TASK STATEMENT: Restate the data below, keeping every line the same.

((

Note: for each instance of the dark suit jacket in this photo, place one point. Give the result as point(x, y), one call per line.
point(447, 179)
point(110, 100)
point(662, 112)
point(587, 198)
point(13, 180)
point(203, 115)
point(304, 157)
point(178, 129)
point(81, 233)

))

ANSWER TO THIS EXERCISE:
Note: for each instance of the dark suit jacket in this photo, place one point. Give the result as point(x, y), one call per line.
point(447, 179)
point(110, 100)
point(662, 112)
point(587, 198)
point(13, 180)
point(203, 115)
point(304, 157)
point(178, 129)
point(81, 233)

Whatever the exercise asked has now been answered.